### WORK INSTRUCTION
The whole listing below is to be copied exactly, with every picture left out.

### DATA EXTRACTS

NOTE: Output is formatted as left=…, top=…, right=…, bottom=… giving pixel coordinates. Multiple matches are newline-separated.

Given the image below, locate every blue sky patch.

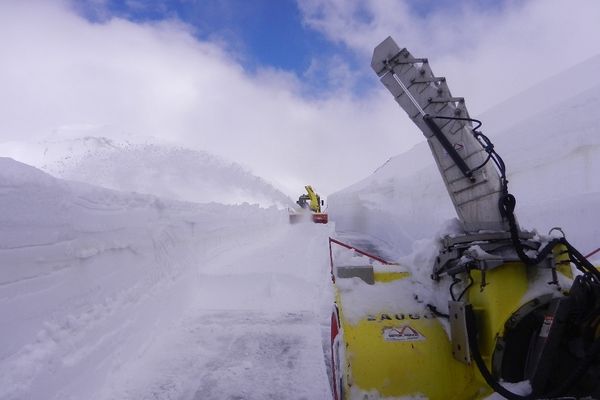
left=71, top=0, right=356, bottom=91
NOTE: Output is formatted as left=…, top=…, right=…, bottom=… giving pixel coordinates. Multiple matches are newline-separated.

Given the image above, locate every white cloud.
left=0, top=0, right=420, bottom=197
left=298, top=0, right=600, bottom=113
left=2, top=0, right=599, bottom=199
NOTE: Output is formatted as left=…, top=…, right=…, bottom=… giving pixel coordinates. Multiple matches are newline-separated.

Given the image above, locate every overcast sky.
left=1, top=0, right=600, bottom=196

### RESULT OF THIS EXERCISE
NOTE: Output is formatted as left=…, top=…, right=…, bottom=… giving pixel coordinates. Multiple matches are newline-separated.

Given the image below, locate every blue sky patch.

left=71, top=0, right=356, bottom=91
NOTE: Output is formatted as left=…, top=…, right=…, bottom=… giving pixel coordinates. Multiple matches are newline-separated.

Given the image above, locate every white cloud.
left=0, top=0, right=420, bottom=197
left=298, top=0, right=600, bottom=113
left=2, top=0, right=599, bottom=199
NOTE: Output is formatted as left=…, top=…, right=…, bottom=… giving pixel coordinates. Multiple matches are newline-separated.

Given the image above, locate every overcast sky.
left=1, top=0, right=600, bottom=196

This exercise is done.